What is asked: Please copy the listing word for word from the line with "the sunglasses frame" to the line with "the blue blanket", both of those lines included.

------------------------------------------------------------------------

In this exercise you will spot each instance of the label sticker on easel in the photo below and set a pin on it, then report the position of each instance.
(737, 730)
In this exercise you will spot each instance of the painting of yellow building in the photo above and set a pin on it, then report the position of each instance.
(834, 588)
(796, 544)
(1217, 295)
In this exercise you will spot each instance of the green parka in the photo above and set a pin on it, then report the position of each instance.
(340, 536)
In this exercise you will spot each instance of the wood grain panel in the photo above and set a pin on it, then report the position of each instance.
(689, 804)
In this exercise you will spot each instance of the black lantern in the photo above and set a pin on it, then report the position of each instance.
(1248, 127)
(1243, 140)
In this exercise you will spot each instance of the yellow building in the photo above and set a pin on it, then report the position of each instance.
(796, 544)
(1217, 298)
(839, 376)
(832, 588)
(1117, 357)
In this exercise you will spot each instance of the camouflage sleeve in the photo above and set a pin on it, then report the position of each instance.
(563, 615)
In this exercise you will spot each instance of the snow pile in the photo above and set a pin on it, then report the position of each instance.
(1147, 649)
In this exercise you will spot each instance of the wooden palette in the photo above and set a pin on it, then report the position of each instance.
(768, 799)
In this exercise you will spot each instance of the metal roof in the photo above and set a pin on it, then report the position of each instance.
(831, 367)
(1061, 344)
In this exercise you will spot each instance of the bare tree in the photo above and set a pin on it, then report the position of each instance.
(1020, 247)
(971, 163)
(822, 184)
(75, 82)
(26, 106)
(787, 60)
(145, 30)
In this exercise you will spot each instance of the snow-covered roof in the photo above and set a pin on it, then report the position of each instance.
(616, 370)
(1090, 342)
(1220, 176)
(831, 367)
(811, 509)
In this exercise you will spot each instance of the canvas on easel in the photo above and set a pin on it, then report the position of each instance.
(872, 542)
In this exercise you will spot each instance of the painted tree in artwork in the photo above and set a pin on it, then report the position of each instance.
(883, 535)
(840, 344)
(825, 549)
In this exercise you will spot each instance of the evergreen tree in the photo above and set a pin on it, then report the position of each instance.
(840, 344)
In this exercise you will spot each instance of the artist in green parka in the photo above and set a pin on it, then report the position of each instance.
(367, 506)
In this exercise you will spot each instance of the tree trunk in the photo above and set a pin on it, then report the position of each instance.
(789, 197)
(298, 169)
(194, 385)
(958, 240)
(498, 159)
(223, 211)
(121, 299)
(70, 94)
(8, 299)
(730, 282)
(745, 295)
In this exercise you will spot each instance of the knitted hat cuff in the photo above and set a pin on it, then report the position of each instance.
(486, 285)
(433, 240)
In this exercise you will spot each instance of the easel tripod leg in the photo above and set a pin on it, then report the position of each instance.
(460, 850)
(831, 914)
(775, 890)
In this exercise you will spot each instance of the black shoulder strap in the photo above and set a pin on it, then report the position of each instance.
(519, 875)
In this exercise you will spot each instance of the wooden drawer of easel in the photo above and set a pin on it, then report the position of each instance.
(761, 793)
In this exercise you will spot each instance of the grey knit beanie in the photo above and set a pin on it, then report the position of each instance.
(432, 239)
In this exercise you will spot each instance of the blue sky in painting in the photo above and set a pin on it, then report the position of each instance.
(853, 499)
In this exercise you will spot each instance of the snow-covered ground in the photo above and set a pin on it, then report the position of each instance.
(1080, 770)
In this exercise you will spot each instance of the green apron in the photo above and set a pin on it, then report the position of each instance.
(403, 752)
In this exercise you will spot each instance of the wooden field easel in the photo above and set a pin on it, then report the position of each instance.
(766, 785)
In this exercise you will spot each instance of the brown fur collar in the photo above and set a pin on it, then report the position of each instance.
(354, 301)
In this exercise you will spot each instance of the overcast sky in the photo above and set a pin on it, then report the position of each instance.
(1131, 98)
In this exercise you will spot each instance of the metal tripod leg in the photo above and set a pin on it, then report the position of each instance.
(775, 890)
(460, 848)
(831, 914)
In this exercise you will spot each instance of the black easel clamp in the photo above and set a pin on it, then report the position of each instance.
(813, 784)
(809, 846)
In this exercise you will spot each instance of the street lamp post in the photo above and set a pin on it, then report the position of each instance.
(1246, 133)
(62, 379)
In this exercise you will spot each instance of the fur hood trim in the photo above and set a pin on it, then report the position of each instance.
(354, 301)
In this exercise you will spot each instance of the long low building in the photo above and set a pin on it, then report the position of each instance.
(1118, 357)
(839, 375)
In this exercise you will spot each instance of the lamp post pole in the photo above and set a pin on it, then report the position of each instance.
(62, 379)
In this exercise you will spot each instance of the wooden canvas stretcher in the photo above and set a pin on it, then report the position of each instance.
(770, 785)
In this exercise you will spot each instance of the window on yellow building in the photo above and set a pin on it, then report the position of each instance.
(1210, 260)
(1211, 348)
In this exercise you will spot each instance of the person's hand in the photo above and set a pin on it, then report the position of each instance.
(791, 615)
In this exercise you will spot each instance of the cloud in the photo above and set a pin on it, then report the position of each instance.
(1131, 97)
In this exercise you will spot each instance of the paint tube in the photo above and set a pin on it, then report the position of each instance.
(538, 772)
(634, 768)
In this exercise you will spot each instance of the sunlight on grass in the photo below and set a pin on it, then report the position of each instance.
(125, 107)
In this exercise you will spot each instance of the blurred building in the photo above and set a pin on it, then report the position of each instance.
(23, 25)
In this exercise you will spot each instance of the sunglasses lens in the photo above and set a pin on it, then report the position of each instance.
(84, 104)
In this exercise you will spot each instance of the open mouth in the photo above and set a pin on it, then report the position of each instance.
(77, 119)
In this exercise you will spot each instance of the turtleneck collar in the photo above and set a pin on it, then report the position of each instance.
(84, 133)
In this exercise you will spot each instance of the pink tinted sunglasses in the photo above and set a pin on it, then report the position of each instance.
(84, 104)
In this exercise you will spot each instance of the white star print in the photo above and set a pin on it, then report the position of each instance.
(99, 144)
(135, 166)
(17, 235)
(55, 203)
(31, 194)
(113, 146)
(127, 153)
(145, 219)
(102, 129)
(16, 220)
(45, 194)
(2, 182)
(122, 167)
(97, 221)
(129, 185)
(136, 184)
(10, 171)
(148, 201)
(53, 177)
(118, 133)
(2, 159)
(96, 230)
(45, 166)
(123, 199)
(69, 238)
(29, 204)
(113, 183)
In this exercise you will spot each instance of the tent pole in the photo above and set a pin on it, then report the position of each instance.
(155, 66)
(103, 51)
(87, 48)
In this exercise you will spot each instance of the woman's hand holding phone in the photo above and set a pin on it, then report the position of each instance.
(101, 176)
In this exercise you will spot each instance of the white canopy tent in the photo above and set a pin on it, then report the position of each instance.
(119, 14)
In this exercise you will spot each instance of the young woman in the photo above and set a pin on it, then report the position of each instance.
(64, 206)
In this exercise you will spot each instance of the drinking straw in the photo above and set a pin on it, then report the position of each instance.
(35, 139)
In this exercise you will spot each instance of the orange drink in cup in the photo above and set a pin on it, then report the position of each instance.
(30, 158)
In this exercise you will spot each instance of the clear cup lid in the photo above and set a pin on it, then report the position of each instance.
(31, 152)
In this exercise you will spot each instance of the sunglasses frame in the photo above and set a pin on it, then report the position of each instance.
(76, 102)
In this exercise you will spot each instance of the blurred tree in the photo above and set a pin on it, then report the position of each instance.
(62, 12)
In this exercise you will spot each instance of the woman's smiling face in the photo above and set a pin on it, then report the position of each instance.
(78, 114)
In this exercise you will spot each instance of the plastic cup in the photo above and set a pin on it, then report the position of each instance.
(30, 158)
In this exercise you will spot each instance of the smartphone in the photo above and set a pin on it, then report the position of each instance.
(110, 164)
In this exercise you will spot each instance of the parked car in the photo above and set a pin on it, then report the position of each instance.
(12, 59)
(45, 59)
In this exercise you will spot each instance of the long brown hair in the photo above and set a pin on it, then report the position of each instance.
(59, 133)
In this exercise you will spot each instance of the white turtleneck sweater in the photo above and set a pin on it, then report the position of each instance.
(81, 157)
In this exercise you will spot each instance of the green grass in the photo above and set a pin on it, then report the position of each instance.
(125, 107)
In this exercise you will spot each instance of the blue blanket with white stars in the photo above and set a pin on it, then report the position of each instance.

------------------------------------------------------------------------

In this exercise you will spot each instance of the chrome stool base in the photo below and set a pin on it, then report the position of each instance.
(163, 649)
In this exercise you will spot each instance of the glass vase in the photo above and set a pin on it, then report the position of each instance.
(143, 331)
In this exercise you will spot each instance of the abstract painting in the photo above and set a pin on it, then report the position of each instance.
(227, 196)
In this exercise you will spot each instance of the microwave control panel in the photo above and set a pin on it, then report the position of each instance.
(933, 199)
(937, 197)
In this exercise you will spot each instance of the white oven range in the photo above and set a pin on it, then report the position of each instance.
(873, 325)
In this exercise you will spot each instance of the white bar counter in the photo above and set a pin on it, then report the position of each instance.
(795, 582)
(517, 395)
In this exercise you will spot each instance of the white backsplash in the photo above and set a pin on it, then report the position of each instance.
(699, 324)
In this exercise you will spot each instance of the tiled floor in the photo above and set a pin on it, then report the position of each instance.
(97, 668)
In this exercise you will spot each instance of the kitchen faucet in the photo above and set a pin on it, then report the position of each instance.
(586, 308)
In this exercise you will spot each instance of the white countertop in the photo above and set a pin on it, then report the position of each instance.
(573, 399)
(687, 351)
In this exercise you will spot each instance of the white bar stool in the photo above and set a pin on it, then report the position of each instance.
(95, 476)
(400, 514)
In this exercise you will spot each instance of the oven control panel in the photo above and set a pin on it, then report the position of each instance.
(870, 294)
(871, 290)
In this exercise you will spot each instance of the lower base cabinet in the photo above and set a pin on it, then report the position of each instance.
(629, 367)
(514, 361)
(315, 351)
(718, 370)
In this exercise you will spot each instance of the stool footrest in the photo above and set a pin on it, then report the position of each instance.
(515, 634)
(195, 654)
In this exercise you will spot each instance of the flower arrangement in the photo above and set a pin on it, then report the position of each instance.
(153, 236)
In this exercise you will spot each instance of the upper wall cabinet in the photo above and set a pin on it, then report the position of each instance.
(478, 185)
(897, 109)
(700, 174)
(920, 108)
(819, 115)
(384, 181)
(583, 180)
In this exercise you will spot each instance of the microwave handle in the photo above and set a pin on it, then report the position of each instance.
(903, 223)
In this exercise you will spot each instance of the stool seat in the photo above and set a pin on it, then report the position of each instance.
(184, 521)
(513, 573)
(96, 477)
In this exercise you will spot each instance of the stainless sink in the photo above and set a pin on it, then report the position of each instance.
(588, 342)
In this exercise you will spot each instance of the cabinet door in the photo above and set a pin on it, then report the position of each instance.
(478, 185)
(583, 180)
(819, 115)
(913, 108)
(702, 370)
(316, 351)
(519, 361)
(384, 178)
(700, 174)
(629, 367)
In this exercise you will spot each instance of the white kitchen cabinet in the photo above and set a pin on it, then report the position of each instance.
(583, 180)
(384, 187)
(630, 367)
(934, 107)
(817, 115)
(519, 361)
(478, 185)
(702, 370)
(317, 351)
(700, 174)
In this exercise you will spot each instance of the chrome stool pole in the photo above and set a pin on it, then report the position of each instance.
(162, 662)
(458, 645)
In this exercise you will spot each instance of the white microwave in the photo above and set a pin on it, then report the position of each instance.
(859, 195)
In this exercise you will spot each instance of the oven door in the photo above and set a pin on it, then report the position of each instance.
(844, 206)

------------------------------------------------------------------------

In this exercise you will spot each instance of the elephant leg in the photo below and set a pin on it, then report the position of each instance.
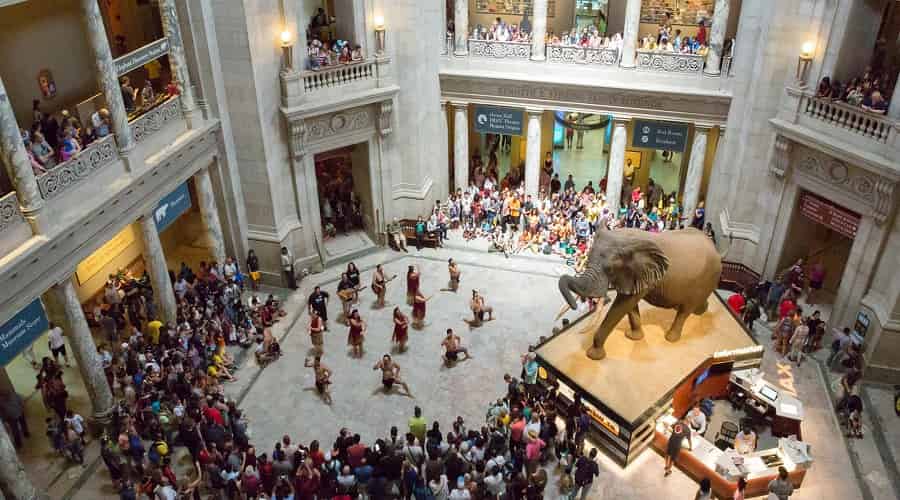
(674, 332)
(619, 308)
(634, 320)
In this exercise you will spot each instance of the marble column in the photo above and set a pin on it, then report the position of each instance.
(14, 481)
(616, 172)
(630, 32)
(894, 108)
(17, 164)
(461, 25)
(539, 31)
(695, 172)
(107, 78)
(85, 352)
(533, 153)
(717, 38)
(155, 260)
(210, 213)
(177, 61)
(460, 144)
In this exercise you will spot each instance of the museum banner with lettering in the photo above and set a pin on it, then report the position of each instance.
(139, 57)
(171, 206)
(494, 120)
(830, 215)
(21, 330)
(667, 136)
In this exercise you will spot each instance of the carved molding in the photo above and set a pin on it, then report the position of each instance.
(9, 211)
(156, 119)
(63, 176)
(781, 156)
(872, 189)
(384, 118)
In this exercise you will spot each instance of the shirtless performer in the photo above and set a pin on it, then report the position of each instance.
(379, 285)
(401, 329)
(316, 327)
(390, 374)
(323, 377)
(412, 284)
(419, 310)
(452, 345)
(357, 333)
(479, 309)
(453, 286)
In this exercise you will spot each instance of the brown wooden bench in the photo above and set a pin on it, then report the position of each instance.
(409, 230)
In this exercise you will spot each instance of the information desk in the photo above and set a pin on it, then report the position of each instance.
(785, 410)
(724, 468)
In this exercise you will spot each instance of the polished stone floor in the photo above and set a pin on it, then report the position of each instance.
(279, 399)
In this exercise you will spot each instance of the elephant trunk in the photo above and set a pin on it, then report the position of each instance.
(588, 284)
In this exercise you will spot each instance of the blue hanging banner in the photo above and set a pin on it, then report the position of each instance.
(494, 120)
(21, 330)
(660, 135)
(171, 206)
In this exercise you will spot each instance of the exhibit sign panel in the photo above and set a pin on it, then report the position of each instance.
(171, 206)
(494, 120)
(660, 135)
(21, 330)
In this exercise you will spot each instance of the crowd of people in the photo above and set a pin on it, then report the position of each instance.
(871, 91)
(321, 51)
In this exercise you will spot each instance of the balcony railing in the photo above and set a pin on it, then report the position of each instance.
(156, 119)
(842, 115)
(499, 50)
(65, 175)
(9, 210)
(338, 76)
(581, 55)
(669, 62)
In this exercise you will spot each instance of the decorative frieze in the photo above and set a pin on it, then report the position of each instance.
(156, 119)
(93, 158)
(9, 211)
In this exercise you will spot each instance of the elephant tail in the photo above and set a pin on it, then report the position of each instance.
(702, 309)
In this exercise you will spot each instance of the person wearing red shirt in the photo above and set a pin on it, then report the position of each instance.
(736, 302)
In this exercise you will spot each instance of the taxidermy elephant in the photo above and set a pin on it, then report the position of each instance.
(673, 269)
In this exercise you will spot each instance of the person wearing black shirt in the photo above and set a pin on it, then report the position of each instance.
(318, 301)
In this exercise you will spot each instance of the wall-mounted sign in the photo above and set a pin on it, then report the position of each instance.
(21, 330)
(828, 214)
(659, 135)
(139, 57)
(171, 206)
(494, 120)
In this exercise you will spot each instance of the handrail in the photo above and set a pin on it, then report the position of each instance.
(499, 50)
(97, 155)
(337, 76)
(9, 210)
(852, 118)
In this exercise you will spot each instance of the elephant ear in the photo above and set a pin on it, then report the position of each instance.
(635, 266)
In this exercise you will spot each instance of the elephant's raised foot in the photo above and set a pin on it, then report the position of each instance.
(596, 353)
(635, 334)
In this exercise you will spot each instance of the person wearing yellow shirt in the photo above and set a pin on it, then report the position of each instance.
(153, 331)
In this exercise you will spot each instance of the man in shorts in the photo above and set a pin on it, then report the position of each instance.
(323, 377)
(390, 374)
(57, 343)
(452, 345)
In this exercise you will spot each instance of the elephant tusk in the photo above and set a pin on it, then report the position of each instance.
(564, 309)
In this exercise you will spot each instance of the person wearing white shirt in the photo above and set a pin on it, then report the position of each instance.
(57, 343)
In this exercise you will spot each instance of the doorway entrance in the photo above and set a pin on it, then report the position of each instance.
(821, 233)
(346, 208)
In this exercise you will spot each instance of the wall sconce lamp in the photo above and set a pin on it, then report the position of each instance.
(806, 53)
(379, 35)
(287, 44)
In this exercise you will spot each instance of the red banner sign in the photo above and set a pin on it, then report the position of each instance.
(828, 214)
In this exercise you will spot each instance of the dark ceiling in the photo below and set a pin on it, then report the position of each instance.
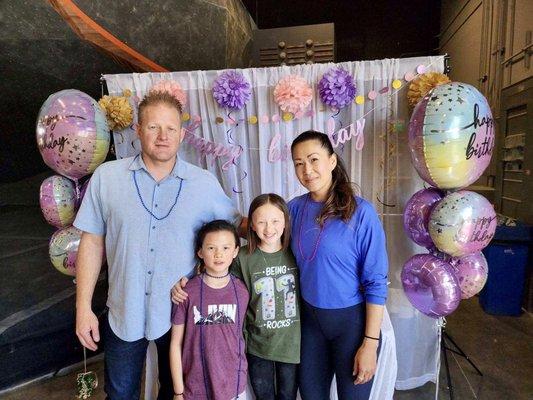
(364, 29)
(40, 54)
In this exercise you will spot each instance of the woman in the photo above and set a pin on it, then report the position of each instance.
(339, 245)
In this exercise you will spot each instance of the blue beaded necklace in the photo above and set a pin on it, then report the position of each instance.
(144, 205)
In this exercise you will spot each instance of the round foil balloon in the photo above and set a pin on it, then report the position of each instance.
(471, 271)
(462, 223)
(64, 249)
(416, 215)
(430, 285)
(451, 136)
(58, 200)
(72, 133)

------------------------------------------------------------------------

Exercise result:
In this exercise you will spot each instance of the sunglasses frame in the photo above and set a pin on it, then report the position of each instance.
(76, 102)
In this exercise you will spot each instance of the blurred tree in the photo above and set a pin on it, then report the position of each instance.
(62, 12)
In this exercise you will spot each instance of the woman's smiling face in the photo above and set a pin on it, then report the position of each instance.
(78, 114)
In this exercise you will spot each instance of the plastic cup in the photo above and set a pin on it, then report the position of each instance.
(30, 158)
In this exercise you will spot each instance of the smartphone in the photo above and set a pin on it, then report the position of each instance.
(110, 164)
In this exercise you will spot each instance of the parked car in the photo above and set a pin on it, then report the position of each instance.
(12, 59)
(45, 59)
In this exercise you will spot each instance of the long brown hair in the photo above and set a pin on it, then report the position of each instance.
(59, 133)
In this exercise you will spot each instance of the white turtleneck sweater in the photo above and set a pin on it, then report the position of each instance.
(81, 157)
In this exercise you will spot each instance of the green grass in the photo above and set a pin on it, then report the position of each instance.
(125, 107)
In this exercise you will spot each instance of the blue blanket with white stars in the photo above and set a pin on it, then report the position of each instance.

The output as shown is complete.